▶ **Point-per-instance localization data**

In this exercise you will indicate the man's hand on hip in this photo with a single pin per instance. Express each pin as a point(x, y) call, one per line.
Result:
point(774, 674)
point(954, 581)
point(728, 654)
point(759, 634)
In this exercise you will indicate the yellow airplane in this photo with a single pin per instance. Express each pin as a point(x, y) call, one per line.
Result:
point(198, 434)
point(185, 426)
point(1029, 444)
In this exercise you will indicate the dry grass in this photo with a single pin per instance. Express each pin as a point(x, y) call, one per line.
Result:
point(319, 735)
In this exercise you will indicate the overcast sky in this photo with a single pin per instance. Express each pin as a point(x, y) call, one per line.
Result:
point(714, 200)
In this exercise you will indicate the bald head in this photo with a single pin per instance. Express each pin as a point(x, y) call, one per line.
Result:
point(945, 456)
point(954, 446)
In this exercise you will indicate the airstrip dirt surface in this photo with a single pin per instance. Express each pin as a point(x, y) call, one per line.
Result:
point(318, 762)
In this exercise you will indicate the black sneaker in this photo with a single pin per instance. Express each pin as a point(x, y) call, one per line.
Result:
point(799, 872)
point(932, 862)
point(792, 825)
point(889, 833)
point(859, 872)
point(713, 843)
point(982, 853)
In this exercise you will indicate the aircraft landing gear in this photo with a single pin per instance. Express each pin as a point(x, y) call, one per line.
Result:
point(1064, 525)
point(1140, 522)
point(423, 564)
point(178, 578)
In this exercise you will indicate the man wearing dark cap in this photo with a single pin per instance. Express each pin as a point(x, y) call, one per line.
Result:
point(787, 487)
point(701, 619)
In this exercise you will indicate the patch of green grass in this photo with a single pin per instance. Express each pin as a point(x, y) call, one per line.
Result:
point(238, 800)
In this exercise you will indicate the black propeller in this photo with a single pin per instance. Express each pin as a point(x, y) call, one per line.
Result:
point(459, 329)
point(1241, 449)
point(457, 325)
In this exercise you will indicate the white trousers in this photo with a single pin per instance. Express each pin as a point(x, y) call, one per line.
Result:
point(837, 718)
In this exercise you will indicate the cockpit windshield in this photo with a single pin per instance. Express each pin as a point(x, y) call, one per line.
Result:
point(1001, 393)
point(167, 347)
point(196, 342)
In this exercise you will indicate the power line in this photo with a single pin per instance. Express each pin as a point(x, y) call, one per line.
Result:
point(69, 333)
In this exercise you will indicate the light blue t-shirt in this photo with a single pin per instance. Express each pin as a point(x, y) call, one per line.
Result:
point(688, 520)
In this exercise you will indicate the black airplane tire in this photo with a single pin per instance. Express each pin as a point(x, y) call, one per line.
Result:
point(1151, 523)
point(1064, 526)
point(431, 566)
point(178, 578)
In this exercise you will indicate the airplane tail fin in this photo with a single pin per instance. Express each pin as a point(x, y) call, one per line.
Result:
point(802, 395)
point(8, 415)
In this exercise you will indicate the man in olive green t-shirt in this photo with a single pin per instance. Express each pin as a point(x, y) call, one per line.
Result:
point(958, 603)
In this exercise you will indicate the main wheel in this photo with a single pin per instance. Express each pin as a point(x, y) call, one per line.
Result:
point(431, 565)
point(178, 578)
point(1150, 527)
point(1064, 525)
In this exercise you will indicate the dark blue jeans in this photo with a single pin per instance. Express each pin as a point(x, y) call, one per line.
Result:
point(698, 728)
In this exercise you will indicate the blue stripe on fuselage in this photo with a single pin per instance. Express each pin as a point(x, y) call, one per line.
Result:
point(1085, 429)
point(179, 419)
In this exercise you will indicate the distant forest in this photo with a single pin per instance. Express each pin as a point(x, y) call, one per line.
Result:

▶ **Work instructions**
Write the data out once more, exactly as it was given.

▶ **Exercise result**
In this exercise you will indicate the man's hand on hip in this photo with a single pin per instance. Express each pin as a point(x, y) call, one per line.
Result:
point(774, 674)
point(954, 581)
point(728, 654)
point(759, 634)
In this exercise you will indicate the yellow airplane in this photo with a single pin per instance. Express each pin as a point(x, y) call, one per line.
Result:
point(198, 434)
point(185, 426)
point(1029, 444)
In this exercise you will indicate the dry grass in this photo with a single pin per instance. Express each pin as a point(x, y) call, one per line.
Result:
point(319, 735)
In this exercise you will indicate the overcast sky in this photo with a single pin per instance. Express each pin as a point(x, y) call, one per line.
Result:
point(714, 200)
In this exercise you will indicate the bald head in this photo with a single pin per instance. Express each pin as a point(x, y) call, one per line.
Result:
point(945, 456)
point(954, 446)
In this exercise you will indicate the airstrip dirt surface in this photo with a single pin per instance. Express each pin as a point(x, y) call, one per line.
Result:
point(318, 762)
In this exercise you will indicate the black sneaker in this photo with a single pin per instance. Express each pin as a point(x, y) call, one per line.
Result:
point(799, 872)
point(932, 862)
point(792, 825)
point(889, 833)
point(859, 872)
point(713, 843)
point(982, 853)
In this exercise you will indicate the aircraft landing gear in this photo with a single pin per instance. Express each pin as a point(x, y) call, one per line.
Result:
point(1064, 525)
point(1140, 522)
point(423, 564)
point(178, 578)
In this exercise you will indicate the man wearing dark cap in this photo with a single pin per instance. Express each pin as a point(x, y) call, one per line.
Result:
point(787, 487)
point(701, 619)
In this exercise you will indicate the patch of green grass in this photo with a single pin per instance. Express each pin as a point(x, y) call, one per line.
Result:
point(238, 800)
In this exercise you will indicate the black propeller in this photo with a single pin per instance. Express each pin as a point(x, y) call, one per line.
Result:
point(459, 329)
point(1241, 449)
point(457, 325)
In this exercise you will indicate the white trousers in this photo with a single pin per instance. Express each pin as a point(x, y) call, one per line.
Result:
point(837, 718)
In this exercise you will indicate the cockpit windshield in this photo with a single pin per instance. Express each pin as a point(x, y) call, one per line.
Result:
point(1001, 393)
point(167, 347)
point(196, 342)
In this exercise you will indicate the power line in this photo with a single pin per instance. Express each pin as a point(x, y) call, one per line.
Result:
point(69, 333)
In this exercise you will indicate the light blue t-shirt in this photo with a single pin per instance. Express each pin as a point(x, y) call, one per line.
Result:
point(688, 520)
In this exercise you will indicate the black airplane tire in this photo with a single pin per instance. Express each pin as a point(x, y) call, one per line.
Result:
point(1151, 523)
point(1064, 526)
point(431, 566)
point(178, 578)
In this exercise you will indicate the airplane tail fin in this photo with a single pin per instance. Express each pin as a point(x, y) call, one per line.
Result:
point(802, 395)
point(8, 415)
In this exercise you will indicate the man in olive green t-shirt in this photo with a single pin per instance. Express each pin as a point(x, y) call, one per line.
Result:
point(958, 603)
In this exercise you will indicate the main wheel in this photo with a single pin per instance. Express each pin as a point(x, y) call, one per line.
Result:
point(431, 565)
point(178, 578)
point(1150, 527)
point(1064, 525)
In this exercise you will indicate the dark blue jeans in this photo with a single pin per instance. Express each pin as a point(x, y) call, one per line.
Result:
point(698, 728)
In this exercise you will indicate the blue stripe on fuselage in this photo with a single pin per instance. Express each pin as a point(x, y) call, one per line.
Result:
point(1085, 429)
point(179, 419)
In this exercise you will indicate the distant forest in this photo with a single pin per instance. Express each pin as a point(x, y) call, one per line.
Result:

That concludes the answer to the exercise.